### SET EXERCISE
Select and copy every line below that contains the word "surface". Case counts.

### Source records
## BEGIN

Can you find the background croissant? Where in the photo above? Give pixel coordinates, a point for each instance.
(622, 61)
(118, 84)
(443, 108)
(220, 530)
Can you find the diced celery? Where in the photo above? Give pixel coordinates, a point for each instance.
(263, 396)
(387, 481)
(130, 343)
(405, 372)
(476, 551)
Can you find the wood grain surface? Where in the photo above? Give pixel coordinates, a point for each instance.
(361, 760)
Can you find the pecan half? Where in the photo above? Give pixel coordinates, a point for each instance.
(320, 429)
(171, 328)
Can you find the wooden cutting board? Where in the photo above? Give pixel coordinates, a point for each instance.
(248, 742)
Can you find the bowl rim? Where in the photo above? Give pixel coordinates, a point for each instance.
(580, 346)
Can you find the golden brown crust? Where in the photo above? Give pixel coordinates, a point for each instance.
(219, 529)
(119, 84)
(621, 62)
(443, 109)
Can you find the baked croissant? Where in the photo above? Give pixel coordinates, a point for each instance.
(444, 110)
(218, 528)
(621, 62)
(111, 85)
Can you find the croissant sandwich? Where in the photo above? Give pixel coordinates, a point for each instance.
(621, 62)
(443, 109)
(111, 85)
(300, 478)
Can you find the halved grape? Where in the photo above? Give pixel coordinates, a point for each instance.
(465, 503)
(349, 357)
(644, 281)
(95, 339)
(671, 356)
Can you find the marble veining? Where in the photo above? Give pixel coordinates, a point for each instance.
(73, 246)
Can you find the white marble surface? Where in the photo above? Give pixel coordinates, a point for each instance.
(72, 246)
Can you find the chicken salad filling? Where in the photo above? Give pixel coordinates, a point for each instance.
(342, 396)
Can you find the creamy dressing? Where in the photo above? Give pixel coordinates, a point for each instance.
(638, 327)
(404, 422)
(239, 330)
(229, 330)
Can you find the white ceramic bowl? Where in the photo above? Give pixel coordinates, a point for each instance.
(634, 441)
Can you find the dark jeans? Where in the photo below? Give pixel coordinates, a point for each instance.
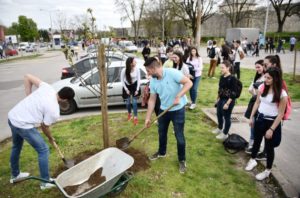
(260, 128)
(194, 89)
(224, 115)
(177, 117)
(236, 69)
(157, 106)
(34, 138)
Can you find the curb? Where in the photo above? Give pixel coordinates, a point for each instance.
(287, 187)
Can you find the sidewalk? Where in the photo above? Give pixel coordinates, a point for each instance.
(286, 168)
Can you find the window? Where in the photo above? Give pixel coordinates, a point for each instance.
(143, 75)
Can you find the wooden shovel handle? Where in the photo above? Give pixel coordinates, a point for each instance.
(58, 150)
(160, 115)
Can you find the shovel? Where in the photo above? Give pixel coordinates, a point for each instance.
(124, 142)
(68, 163)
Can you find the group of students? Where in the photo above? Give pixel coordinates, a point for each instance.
(130, 76)
(269, 103)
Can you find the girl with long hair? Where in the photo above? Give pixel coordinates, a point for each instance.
(196, 61)
(253, 89)
(225, 101)
(268, 112)
(130, 78)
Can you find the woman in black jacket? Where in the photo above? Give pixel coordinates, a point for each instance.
(225, 101)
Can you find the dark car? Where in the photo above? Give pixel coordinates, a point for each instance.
(90, 61)
(9, 51)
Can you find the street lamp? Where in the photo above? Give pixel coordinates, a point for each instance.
(49, 11)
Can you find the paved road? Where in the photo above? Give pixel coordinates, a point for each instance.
(47, 67)
(286, 167)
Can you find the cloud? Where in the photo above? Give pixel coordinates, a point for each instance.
(41, 11)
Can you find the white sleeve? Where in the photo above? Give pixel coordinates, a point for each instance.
(123, 78)
(138, 78)
(283, 93)
(185, 70)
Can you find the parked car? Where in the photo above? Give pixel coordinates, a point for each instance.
(31, 48)
(83, 85)
(128, 46)
(90, 61)
(23, 45)
(10, 51)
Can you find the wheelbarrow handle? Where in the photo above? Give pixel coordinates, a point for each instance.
(159, 116)
(58, 150)
(36, 178)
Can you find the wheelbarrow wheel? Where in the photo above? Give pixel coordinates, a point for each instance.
(121, 184)
(118, 190)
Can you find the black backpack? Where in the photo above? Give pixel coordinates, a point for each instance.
(212, 52)
(191, 69)
(239, 88)
(235, 143)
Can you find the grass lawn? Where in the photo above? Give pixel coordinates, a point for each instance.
(20, 58)
(211, 171)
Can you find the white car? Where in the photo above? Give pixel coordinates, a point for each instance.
(128, 46)
(86, 88)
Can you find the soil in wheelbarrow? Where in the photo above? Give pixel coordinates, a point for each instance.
(95, 179)
(141, 161)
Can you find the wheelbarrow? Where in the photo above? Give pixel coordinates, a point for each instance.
(114, 164)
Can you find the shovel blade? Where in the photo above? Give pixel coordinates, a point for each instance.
(123, 143)
(69, 163)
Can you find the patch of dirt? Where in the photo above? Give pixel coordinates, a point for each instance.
(269, 188)
(95, 179)
(141, 161)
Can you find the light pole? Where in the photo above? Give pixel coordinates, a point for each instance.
(266, 20)
(51, 34)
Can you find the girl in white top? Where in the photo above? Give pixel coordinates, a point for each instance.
(269, 109)
(253, 89)
(130, 78)
(179, 64)
(196, 61)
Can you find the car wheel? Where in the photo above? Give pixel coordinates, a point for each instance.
(68, 107)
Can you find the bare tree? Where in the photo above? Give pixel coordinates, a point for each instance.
(237, 10)
(61, 21)
(283, 10)
(133, 11)
(187, 10)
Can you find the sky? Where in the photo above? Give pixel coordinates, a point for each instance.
(39, 11)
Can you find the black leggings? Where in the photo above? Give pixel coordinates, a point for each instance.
(261, 126)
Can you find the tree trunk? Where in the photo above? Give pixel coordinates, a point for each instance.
(198, 25)
(280, 26)
(103, 98)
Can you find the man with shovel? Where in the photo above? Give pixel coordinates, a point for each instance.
(171, 86)
(39, 107)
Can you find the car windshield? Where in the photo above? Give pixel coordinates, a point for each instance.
(129, 43)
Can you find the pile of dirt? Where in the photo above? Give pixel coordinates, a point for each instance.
(95, 179)
(141, 161)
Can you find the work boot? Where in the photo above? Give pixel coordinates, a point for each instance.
(20, 177)
(182, 167)
(129, 117)
(135, 121)
(156, 156)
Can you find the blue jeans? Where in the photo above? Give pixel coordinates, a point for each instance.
(193, 90)
(134, 105)
(34, 138)
(177, 117)
(224, 115)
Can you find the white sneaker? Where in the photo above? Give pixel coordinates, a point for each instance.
(217, 131)
(263, 175)
(45, 186)
(251, 164)
(20, 177)
(193, 106)
(222, 136)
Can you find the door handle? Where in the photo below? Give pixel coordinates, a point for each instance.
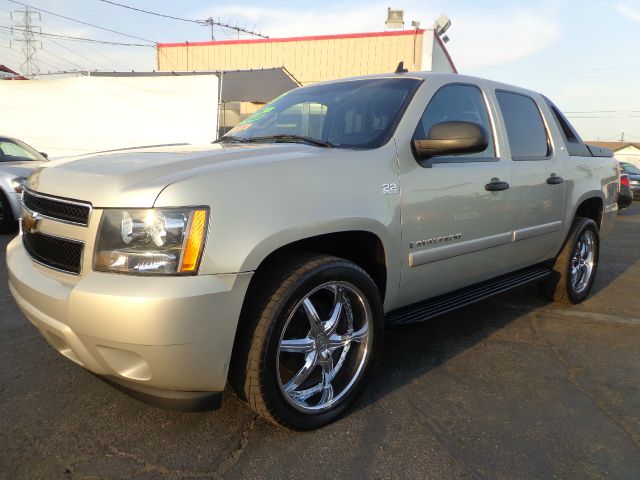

## END

### OUTPUT FOR THIS TASK
Can you find the wood grain surface? Where in the photo above? Give pixel coordinates, a point for each instance.
Can you find the white marble surface? Where in the photo above? Give pixel coordinates, a point for each instance.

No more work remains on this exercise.